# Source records
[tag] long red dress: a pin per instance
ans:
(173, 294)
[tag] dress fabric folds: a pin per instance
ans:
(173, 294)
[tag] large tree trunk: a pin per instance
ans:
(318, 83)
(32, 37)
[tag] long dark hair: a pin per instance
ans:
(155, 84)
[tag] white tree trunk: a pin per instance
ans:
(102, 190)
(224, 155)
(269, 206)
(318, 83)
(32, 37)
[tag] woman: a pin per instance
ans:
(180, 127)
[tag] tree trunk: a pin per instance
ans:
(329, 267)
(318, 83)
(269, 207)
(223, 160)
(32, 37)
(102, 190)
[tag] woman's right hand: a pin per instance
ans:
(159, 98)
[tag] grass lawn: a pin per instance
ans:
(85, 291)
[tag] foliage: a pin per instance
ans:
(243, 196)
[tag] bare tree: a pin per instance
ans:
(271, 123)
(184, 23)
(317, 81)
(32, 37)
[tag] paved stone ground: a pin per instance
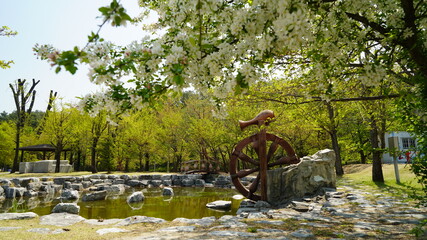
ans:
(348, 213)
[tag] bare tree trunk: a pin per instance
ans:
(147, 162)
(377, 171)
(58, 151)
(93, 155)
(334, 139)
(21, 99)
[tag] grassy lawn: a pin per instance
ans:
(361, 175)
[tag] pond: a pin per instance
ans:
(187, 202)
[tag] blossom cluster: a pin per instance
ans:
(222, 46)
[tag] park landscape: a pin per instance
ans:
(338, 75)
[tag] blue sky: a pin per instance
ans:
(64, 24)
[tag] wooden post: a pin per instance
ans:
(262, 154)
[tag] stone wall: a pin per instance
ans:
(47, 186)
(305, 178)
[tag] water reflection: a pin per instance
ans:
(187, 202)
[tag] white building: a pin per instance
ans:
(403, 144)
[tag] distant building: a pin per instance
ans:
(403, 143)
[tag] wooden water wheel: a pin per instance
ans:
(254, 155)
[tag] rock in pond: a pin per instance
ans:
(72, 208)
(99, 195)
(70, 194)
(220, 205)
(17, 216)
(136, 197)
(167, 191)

* * *

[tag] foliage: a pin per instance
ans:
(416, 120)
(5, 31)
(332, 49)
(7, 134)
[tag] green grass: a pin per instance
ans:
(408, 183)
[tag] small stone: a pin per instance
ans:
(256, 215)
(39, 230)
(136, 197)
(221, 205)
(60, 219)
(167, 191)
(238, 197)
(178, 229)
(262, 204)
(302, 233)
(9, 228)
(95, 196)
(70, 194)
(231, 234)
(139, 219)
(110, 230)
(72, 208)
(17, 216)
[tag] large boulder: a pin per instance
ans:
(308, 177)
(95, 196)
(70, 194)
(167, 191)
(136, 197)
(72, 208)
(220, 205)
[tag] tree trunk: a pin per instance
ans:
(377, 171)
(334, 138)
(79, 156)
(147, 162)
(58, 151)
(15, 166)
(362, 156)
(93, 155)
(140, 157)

# REQUIREMENT
Gather every line of the source records above that contains the string "dress". List those lines in their original order.

# PROBLEM SOLUTION
[tag] long red dress: a pin per instance
[tag] dress fabric folds: a pin per instance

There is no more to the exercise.